(Point localization data)
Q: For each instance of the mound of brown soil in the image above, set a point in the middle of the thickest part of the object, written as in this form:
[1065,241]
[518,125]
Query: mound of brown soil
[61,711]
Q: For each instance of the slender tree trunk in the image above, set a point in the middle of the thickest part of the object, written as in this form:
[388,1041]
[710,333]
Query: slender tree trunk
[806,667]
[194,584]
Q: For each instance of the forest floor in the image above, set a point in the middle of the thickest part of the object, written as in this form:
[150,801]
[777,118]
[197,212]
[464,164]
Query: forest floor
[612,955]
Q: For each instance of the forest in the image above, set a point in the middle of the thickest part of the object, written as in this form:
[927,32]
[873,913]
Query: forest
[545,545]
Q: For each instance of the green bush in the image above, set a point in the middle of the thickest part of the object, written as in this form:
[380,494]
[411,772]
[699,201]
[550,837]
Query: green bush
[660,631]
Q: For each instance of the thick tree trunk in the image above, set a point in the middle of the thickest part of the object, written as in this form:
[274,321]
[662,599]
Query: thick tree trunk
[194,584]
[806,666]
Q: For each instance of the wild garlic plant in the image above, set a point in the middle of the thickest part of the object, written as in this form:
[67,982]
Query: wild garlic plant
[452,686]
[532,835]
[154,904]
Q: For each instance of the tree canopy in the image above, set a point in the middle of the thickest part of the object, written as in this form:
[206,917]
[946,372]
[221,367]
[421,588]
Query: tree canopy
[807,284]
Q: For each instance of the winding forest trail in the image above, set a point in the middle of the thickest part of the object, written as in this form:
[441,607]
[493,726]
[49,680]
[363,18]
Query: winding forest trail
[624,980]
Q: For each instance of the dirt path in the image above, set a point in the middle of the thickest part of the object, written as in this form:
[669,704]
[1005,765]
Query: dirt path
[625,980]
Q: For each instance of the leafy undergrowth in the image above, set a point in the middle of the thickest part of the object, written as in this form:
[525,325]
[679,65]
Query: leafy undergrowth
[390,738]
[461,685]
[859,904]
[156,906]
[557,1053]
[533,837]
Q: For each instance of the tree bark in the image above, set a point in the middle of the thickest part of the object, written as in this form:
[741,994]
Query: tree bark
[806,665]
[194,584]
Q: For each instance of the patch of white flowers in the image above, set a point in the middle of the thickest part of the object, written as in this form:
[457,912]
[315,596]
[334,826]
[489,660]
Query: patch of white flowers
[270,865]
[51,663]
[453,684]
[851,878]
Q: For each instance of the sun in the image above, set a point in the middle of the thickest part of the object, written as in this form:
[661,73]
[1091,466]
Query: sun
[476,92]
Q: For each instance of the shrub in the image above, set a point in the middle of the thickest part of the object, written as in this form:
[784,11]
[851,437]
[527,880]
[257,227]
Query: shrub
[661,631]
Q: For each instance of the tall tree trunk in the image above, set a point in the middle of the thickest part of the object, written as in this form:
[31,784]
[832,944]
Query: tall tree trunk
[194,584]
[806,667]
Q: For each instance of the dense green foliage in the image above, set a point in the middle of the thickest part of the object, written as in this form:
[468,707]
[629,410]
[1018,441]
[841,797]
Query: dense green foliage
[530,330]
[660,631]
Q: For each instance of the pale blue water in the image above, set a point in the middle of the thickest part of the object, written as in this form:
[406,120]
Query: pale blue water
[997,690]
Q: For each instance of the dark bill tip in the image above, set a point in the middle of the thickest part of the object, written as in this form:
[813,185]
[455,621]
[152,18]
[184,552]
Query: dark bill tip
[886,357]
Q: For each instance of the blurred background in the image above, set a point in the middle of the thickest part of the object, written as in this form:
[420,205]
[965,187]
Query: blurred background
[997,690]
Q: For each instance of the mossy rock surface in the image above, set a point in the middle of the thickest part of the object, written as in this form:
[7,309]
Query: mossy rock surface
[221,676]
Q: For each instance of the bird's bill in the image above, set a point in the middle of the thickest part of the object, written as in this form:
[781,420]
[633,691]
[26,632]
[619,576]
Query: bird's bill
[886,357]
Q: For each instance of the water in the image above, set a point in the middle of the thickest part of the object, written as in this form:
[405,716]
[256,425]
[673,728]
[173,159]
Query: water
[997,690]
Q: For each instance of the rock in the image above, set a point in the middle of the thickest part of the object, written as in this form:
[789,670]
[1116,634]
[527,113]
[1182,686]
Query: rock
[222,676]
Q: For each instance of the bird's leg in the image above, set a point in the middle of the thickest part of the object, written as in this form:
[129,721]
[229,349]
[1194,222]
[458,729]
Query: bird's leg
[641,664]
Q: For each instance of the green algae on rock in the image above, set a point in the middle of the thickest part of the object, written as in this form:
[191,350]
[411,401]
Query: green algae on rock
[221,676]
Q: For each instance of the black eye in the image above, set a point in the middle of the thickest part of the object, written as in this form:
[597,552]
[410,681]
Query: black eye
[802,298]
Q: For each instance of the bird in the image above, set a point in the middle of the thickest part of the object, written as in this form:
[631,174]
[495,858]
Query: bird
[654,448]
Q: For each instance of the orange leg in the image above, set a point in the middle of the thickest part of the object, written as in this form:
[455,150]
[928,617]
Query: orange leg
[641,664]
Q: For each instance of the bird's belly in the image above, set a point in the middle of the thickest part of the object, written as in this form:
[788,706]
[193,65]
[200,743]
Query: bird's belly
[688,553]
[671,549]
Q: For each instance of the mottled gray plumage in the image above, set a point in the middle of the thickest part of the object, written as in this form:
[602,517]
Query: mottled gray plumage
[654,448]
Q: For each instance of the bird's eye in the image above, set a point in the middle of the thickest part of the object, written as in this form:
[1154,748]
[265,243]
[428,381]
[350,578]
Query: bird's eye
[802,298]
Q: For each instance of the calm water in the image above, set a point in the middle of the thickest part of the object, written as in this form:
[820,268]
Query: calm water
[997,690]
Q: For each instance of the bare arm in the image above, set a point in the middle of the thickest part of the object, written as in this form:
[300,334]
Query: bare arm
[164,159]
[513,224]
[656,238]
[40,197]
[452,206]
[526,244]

Exercise prompt
The answer should be all the entries, restated with no word changed.

Final answer
Q: For each instance of the mound of brown soil in the image above, set a point in the middle of the thickest part of the object, written as in this form:
[1065,241]
[518,125]
Query: mound of brown soil
[61,711]
Q: For each instance of the slender tree trunk in the image above, set a point in the middle of the thickest part of the object, written as in this form:
[388,1041]
[710,333]
Query: slender tree trunk
[806,667]
[194,584]
Q: For each instance of the forest floor in the image above, set a point in the middle of the thickest part of the object, written as in this form:
[150,801]
[777,118]
[197,212]
[464,164]
Query: forest floor
[612,955]
Q: For each instance of the forest in the image above, set a point in the middle of the thickest part of the object, written as in this form:
[927,32]
[873,913]
Query: forest
[545,545]
Q: For each instance of the green bush in the image above, set a point in the middle of the thickest part of the object, written as in this form:
[380,494]
[411,772]
[699,201]
[550,837]
Query: green bush
[660,631]
Q: For each instance of the thick tree trunk in the image above, set a point in the middle of the thickest part of the object, written as in this form:
[274,321]
[662,599]
Query: thick tree trunk
[194,584]
[806,666]
Q: For each instance of the wild garlic plant in the image above, set a point in the middle of the thickest part of the object, written as in this form:
[67,982]
Query: wild garlic plant
[452,686]
[532,835]
[154,904]
Q: For each instance of the tree canopy in the image above, set a point in the middle of the thickest part of the object, written as in this form:
[206,917]
[946,372]
[221,367]
[421,588]
Query: tree canopy
[807,284]
Q: For each instance of the winding forest trail in the image above, set a point in the middle of the thickest part of the object, written as in this form:
[441,607]
[493,726]
[49,680]
[363,18]
Query: winding forest trail
[624,980]
Q: For each instance of the dirt path in the image above, set a point in the middle of the thickest part of the object, written as in this form:
[669,704]
[1005,765]
Query: dirt path
[625,980]
Q: For each instance of the leafy undergrowth in the image above, set a point in the middle of the thickest part of the object, written as in this form:
[525,325]
[679,65]
Query: leafy undergrowth
[390,738]
[461,685]
[859,904]
[156,906]
[557,1053]
[533,837]
Q: For each instance of the tree bark in the image above, set a point in the middle of the thickest part of the object, written as in this form:
[741,994]
Query: tree bark
[806,665]
[194,584]
Q: For each instance of the patch of white flowers in the image above, set a point in the middle of the thickest part of the object, written as in this form:
[457,912]
[315,596]
[334,826]
[489,660]
Query: patch of white flowers
[270,865]
[51,663]
[453,684]
[851,878]
Q: For each instance of the sun in the image above, set a point in the middle of the thickest part of the object, written as in this form:
[661,73]
[1091,466]
Query: sun
[476,92]
Q: For each instance of the shrub in the image above, set a point in the middle of the thickest part of the object, written as in this form:
[784,11]
[851,437]
[527,880]
[257,227]
Query: shrub
[661,631]
Q: For each instance of the tall tree trunk in the image above, set a point in the middle of the thickest part of the object, written as in this form:
[31,784]
[832,944]
Query: tall tree trunk
[194,584]
[806,667]
Q: For each instance of the dense green foliage in the image above, set a point in the middle of the thickest part of the object, written as in this form:
[468,707]
[629,410]
[1018,441]
[841,797]
Query: dense green foliage
[530,330]
[660,631]
Q: For each instance of the pale blue water in the image above, set a point in the middle of the thickest part of the object, written as in this form:
[406,120]
Query: pale blue water
[997,690]
Q: For each instance of the dark bill tip in the image above, set a point in the middle of the thickest part of the object, written as in this form:
[813,185]
[455,621]
[152,18]
[184,552]
Query: dark bill tip
[886,357]
Q: For each instance of the blurred background in the image above, set a point in the middle of the thickest part of the object, written as in this form:
[420,205]
[965,187]
Query: blurred background
[997,690]
Q: For each instance of the mossy rock surface in the image above, set a point in the middle of the thickest part of the object, written as in this form:
[7,309]
Query: mossy rock surface
[221,676]
Q: For each instance of the bird's bill in the image above, set a point in the middle of the thickest part of the object, written as in this form:
[781,420]
[633,691]
[26,632]
[619,576]
Query: bird's bill
[886,357]
Q: For each instance of the water in the image above, set a point in the middle of the thickest part of the object, written as in this form:
[405,716]
[256,425]
[673,728]
[173,159]
Query: water
[997,690]
Q: For each instance of the rock in the image above, set a point in the middle of the thickest part of the object, written as in this form:
[789,670]
[1116,634]
[527,113]
[1182,686]
Query: rock
[222,676]
Q: For each instance of the bird's leg in the image above, set a point in the middle of the thickest part of the object, written as in this form:
[129,721]
[229,349]
[1194,222]
[458,729]
Query: bird's leg
[641,664]
Q: For each instance of the green algae on rock in the image above, set a point in the middle of the thickest part of the object, written as in this form:
[191,350]
[411,401]
Query: green algae on rock
[221,676]
Q: For each instance of the black eye in the image above, set a point in the middle of the thickest part of the object, written as in this form:
[597,552]
[410,681]
Query: black eye
[802,298]
Q: For each instance of the bird in the image above, set a point in the middle of the thickest part of the object, written as in this form:
[631,174]
[495,858]
Query: bird
[654,448]
Q: For each instance of the orange leg in the image above, set a point in the middle of the thickest part of the object, written as in this form:
[455,150]
[928,617]
Query: orange leg
[641,664]
Q: For each instance of the bird's belly in the image above, set a point in the middle of the thickest part of the object, written as in this form:
[788,706]
[193,65]
[200,743]
Query: bird's belly
[688,553]
[671,549]
Q: For each instance of the mottled gray plumage in the image above, set a point in the middle of the thickest part of the object, written as in this form:
[602,517]
Query: mottled gray plumage
[654,448]
Q: For each instance of the bird's eye in the image above, set a point in the middle of the thickest part of the object, written as in this form:
[1154,748]
[265,243]
[428,381]
[350,578]
Query: bird's eye
[802,298]
Q: For each instance of the calm water in the image above, set a point in the middle of the thickest part of the object, written as in this form:
[820,268]
Query: calm water
[997,690]
Q: For each instance of the bare arm in the image above, set a point in the middle of the thickest part of the object, written as in this form:
[300,334]
Query: bare arm
[164,159]
[513,224]
[656,238]
[40,197]
[452,206]
[526,244]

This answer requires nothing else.